• **WORK TO COMPLETE**:
Repeat exactly the lines from the one containing "Objective — for every instance of the boletus" through the last line of the records below, both included, and nothing else.

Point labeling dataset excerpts
※

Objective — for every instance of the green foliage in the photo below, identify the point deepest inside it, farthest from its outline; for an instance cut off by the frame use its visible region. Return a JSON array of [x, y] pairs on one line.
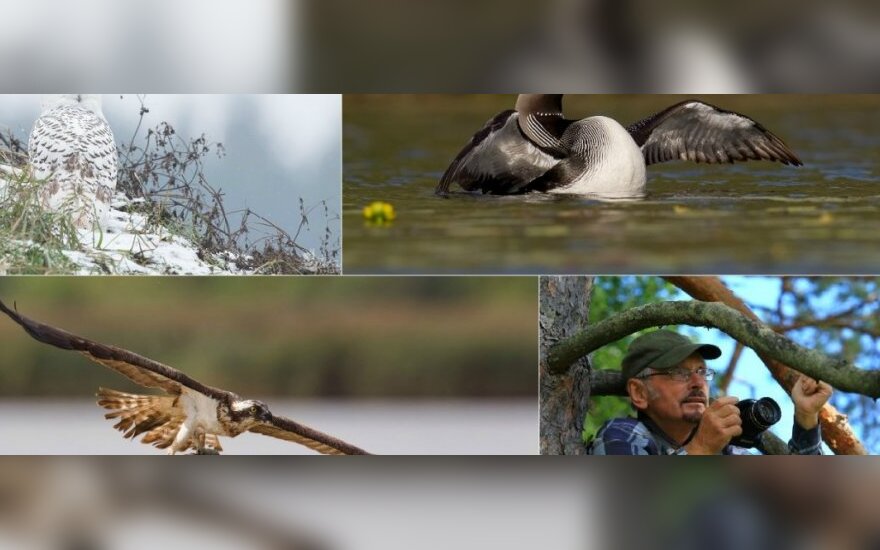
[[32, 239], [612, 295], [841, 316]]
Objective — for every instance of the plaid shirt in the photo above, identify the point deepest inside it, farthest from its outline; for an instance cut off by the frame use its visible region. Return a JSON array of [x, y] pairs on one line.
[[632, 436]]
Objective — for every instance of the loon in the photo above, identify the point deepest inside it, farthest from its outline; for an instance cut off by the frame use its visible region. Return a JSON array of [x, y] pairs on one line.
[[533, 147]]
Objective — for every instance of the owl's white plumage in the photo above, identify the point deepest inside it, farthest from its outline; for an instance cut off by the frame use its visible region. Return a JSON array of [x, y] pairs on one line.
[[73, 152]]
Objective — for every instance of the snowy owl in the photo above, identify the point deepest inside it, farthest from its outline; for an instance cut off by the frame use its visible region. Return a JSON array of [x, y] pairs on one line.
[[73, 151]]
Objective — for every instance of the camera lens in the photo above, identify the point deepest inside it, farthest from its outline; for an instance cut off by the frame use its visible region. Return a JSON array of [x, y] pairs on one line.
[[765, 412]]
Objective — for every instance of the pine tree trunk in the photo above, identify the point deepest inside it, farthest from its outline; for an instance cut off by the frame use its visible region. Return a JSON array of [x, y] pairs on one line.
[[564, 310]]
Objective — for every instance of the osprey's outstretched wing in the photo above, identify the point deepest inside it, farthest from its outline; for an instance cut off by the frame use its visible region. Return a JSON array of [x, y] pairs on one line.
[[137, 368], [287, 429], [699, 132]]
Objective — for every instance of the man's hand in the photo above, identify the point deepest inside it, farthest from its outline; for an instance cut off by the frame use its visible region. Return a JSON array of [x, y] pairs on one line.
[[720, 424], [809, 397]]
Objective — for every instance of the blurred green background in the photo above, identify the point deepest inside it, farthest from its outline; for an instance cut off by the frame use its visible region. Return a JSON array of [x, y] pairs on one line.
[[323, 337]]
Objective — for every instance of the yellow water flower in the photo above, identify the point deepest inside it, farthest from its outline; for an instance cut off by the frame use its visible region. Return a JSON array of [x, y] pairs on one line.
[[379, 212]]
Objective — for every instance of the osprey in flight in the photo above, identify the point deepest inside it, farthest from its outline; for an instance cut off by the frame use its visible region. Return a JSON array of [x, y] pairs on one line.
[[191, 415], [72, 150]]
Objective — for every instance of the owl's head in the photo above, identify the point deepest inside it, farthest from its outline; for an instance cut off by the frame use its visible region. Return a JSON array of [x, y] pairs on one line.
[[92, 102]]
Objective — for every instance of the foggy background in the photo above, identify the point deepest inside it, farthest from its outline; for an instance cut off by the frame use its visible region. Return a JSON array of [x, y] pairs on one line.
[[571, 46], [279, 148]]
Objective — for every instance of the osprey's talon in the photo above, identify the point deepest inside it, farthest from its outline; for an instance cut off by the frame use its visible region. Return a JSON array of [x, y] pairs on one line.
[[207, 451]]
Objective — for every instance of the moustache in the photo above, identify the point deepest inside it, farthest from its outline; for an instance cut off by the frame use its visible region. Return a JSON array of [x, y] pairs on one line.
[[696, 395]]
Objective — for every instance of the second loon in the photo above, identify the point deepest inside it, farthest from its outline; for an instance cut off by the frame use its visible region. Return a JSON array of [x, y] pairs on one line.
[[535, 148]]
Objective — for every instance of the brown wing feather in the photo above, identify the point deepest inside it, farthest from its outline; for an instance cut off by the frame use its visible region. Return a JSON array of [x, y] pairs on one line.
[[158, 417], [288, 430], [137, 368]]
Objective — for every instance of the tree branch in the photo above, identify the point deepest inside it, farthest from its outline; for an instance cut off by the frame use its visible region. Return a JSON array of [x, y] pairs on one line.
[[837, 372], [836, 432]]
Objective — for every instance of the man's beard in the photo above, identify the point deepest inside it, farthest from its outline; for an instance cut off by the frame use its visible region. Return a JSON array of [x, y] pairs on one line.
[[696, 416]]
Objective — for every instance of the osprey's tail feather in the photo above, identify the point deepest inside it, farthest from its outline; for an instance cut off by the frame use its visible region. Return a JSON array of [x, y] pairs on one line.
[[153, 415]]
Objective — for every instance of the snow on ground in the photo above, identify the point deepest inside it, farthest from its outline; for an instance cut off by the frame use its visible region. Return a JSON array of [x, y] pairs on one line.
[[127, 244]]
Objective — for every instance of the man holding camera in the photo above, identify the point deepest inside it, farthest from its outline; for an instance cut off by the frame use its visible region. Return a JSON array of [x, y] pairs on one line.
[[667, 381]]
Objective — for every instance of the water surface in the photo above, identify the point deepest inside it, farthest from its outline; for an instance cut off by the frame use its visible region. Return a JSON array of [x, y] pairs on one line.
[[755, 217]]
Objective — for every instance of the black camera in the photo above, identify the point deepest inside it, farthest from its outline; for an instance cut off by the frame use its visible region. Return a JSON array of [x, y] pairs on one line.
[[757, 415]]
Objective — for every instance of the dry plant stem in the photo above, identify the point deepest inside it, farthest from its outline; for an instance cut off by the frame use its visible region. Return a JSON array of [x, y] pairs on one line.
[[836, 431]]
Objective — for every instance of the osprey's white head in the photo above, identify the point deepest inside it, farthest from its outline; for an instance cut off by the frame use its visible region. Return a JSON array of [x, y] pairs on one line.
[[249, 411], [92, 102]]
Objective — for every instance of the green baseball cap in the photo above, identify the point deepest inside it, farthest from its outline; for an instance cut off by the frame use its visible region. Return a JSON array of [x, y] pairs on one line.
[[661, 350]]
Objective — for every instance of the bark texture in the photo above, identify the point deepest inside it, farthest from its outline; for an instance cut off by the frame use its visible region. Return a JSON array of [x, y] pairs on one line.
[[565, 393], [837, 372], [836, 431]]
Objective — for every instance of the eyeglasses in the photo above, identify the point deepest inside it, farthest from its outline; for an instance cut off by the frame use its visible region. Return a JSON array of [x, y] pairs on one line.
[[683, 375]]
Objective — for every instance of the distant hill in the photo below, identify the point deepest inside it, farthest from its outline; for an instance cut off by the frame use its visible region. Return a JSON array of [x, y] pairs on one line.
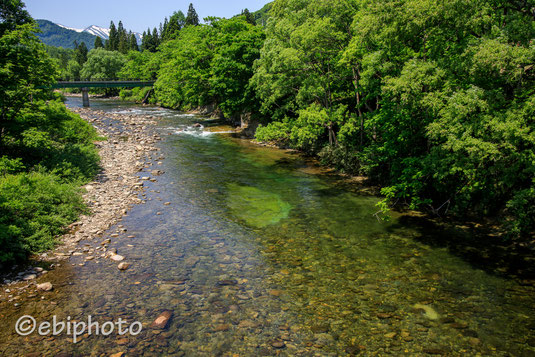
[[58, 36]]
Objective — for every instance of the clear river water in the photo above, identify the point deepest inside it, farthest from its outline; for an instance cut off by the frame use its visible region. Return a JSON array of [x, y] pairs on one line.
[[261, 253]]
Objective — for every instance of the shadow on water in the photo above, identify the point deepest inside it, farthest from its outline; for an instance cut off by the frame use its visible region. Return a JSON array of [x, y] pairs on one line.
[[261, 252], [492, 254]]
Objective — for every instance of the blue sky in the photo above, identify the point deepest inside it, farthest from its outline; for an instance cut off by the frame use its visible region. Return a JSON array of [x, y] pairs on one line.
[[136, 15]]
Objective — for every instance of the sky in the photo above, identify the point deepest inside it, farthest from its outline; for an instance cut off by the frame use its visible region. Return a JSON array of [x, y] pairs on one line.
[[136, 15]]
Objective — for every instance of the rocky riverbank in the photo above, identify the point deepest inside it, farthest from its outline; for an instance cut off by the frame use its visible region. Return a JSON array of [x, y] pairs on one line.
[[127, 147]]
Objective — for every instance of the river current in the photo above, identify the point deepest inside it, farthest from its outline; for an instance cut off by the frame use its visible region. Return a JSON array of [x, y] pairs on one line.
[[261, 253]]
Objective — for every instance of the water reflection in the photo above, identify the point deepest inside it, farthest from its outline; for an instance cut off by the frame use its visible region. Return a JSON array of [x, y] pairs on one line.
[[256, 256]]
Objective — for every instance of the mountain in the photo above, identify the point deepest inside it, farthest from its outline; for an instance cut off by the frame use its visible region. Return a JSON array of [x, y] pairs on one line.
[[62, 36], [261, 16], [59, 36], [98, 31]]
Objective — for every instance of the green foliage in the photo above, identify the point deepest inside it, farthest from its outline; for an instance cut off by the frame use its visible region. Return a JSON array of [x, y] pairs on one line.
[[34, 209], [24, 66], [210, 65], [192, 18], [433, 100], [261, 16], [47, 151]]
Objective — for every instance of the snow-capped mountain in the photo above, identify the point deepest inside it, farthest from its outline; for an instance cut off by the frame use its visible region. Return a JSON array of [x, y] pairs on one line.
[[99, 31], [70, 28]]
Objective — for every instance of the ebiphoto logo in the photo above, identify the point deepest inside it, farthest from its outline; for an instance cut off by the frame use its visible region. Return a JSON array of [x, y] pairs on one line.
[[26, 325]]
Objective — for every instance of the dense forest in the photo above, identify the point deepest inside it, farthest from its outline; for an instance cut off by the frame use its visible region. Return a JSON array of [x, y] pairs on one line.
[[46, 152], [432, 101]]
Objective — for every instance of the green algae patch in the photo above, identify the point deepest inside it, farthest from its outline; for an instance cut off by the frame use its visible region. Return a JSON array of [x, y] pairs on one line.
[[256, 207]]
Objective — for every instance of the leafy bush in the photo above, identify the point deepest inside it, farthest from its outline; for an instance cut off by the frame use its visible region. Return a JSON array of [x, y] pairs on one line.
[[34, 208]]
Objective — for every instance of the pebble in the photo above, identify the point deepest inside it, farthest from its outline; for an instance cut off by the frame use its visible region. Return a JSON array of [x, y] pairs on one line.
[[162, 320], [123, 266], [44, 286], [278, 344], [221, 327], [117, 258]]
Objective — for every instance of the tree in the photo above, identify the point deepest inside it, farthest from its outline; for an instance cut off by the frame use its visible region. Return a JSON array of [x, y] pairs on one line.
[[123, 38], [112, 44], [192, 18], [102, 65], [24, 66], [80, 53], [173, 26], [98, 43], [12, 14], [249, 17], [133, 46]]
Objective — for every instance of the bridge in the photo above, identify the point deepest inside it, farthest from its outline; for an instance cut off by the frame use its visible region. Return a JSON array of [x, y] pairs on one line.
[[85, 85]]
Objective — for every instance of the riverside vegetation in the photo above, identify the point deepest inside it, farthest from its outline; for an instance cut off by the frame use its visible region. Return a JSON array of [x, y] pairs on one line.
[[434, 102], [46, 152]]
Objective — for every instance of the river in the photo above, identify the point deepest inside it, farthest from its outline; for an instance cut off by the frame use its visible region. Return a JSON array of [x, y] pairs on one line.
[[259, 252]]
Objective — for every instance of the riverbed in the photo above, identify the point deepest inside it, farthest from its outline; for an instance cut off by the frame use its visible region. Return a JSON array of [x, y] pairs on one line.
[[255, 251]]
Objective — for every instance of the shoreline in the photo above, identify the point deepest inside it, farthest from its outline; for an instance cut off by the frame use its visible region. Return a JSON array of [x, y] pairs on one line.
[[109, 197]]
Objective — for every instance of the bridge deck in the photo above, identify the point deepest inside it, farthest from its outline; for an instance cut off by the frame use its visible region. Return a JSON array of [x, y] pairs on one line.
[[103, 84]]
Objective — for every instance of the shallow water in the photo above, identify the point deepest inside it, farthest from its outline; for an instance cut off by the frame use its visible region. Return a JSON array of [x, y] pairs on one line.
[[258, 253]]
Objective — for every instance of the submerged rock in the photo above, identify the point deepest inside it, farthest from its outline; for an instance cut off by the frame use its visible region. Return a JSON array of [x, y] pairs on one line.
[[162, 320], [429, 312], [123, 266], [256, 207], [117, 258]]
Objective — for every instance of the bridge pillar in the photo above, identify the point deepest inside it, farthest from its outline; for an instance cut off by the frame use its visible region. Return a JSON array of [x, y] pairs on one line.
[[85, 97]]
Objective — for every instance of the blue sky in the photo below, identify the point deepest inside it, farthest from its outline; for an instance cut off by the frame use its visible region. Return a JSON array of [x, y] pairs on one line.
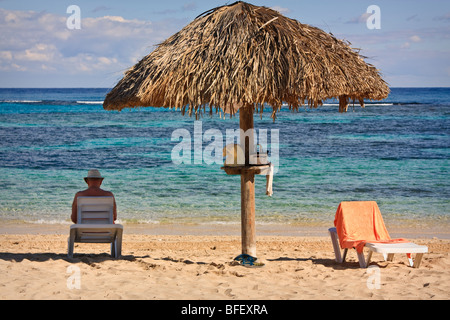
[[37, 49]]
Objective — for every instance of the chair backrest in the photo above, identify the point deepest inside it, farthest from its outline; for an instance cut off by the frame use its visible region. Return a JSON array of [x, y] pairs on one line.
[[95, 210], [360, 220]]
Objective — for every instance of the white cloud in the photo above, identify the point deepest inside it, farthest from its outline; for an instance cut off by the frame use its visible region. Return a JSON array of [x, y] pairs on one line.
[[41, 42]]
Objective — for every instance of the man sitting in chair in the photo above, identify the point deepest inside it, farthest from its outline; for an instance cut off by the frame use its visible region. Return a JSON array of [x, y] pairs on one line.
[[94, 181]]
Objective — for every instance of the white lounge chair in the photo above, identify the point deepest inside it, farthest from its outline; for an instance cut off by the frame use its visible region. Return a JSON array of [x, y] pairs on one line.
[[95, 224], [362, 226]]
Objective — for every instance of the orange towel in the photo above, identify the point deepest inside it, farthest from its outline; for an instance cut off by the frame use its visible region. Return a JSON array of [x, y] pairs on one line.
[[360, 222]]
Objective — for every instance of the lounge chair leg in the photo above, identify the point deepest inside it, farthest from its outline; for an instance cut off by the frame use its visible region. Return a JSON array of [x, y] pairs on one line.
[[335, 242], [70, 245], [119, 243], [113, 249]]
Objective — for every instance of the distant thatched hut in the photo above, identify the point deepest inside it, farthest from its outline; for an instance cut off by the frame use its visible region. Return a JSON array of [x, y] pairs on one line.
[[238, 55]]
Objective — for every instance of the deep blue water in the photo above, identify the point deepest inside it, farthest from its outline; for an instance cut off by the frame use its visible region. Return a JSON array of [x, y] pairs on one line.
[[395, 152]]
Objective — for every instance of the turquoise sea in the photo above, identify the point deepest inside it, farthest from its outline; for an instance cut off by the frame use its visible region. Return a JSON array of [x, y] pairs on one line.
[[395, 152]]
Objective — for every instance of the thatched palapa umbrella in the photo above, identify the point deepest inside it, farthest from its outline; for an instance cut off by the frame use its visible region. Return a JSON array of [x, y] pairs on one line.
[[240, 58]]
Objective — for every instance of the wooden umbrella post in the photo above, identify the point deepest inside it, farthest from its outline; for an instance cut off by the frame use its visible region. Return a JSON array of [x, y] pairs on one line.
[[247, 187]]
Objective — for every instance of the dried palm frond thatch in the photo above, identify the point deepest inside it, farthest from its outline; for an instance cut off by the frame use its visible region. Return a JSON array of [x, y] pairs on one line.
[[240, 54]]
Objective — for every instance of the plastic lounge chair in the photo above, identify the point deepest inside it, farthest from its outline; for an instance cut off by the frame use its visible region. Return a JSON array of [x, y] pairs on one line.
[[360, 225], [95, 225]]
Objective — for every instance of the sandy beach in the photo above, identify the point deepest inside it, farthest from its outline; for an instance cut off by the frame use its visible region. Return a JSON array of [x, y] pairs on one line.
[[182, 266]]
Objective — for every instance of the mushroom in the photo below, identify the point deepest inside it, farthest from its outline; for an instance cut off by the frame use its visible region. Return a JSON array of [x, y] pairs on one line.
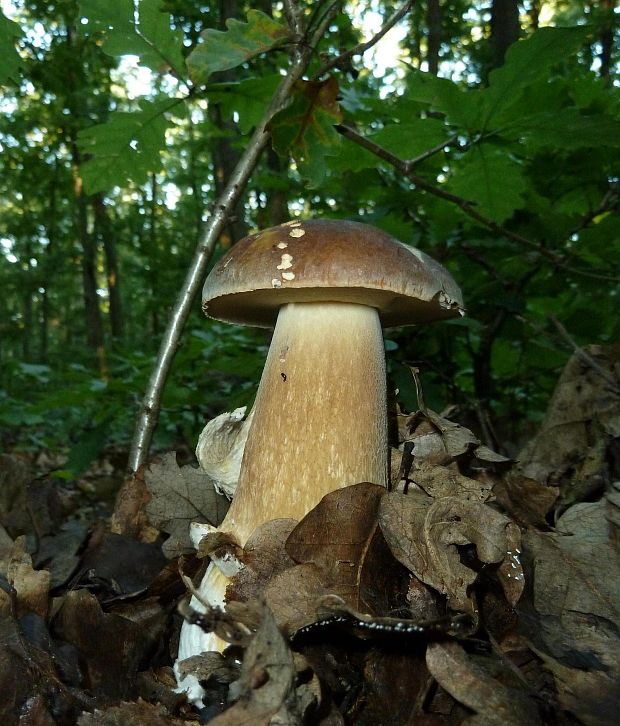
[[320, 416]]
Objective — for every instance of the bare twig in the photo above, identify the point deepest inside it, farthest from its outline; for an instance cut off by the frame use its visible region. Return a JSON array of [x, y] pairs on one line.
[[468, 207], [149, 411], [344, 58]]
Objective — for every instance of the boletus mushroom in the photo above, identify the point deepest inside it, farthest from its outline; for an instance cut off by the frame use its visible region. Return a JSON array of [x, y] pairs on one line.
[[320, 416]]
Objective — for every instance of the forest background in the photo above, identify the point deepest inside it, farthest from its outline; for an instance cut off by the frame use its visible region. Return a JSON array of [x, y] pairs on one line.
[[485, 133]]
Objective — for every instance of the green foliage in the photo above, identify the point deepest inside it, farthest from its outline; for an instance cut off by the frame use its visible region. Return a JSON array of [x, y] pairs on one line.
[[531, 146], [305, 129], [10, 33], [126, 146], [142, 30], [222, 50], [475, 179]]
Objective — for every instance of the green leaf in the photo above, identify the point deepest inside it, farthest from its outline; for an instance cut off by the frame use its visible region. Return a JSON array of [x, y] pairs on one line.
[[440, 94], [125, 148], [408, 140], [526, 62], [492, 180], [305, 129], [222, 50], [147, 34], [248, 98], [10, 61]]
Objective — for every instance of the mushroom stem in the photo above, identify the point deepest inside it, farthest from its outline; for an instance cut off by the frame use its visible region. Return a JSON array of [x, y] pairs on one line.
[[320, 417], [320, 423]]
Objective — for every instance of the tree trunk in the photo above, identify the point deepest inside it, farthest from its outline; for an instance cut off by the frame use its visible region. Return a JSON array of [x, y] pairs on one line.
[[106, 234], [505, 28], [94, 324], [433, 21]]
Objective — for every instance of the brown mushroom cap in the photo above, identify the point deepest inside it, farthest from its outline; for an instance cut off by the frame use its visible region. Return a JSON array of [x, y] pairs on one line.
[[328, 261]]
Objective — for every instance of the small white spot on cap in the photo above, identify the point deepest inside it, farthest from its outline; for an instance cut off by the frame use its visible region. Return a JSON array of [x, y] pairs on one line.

※

• **OUTPUT**:
Objective — for every instance of the boletus mushroom in the photo above, identify the point deepest inside it, farthest from its outline; for an instance cut off by the frame use its visible region. Return a JSON array of [x, y] pairs on one line.
[[320, 416]]
Objective — for every instance of the forest background in the photo above, identify the point deepest inside it, farthest from its outline; for an instance cut off by the frame use its visible region. Return a JSON array of [x, y] pairs on one line.
[[485, 133]]
Objective — for every instance of the green foliage in the photo above, identify the point deepest inside it, farthest from its outline; for an instance cut off by the frame use its visible region. Return a JSON array of [x, y] pairs on one line.
[[531, 146], [305, 129], [10, 33], [126, 146], [142, 30], [222, 50], [475, 179]]
Objective — for every instance of the green leaf in the photo above, identify the point deepest inside it, farthest from its outline; for an instance cut off by the frame use its visible region. Return a JSON array of [x, y] pairs on one line.
[[440, 94], [125, 148], [408, 140], [526, 62], [492, 180], [305, 129], [222, 50], [147, 34], [248, 98], [10, 61]]
Objective — for every instance of the mushroom stem in the photo above, identify the point deepest inside it, farthest from its outline; for an instance cut off by the frame use its visible region. Return a JSON array of [x, y] pairs on one line.
[[320, 417], [320, 423]]
Objective — for every instance of the tree trunk in the photo above, identify the point deepest inside it, farthest from its outline; for an instance cut off by the frame use its visible region. Return a JSON array of [x, y] pairs on one line.
[[106, 234], [505, 28], [94, 324], [433, 21]]
Objective — for every instance of the brown mushroom cap in the photo above, identify the point deepest inside it, farthest from its outline; for an instance cut off by the frame use its visible region. Return a JSON array of [x, y] pairs on one line.
[[328, 261]]
Objective — for every instance of the small white spot on cap in the photo above, identify the point deepest inside it, farthest from its outline; for an instance cut off by the frame use its visible region. Return a JSON array of [x, y] pairs on one line.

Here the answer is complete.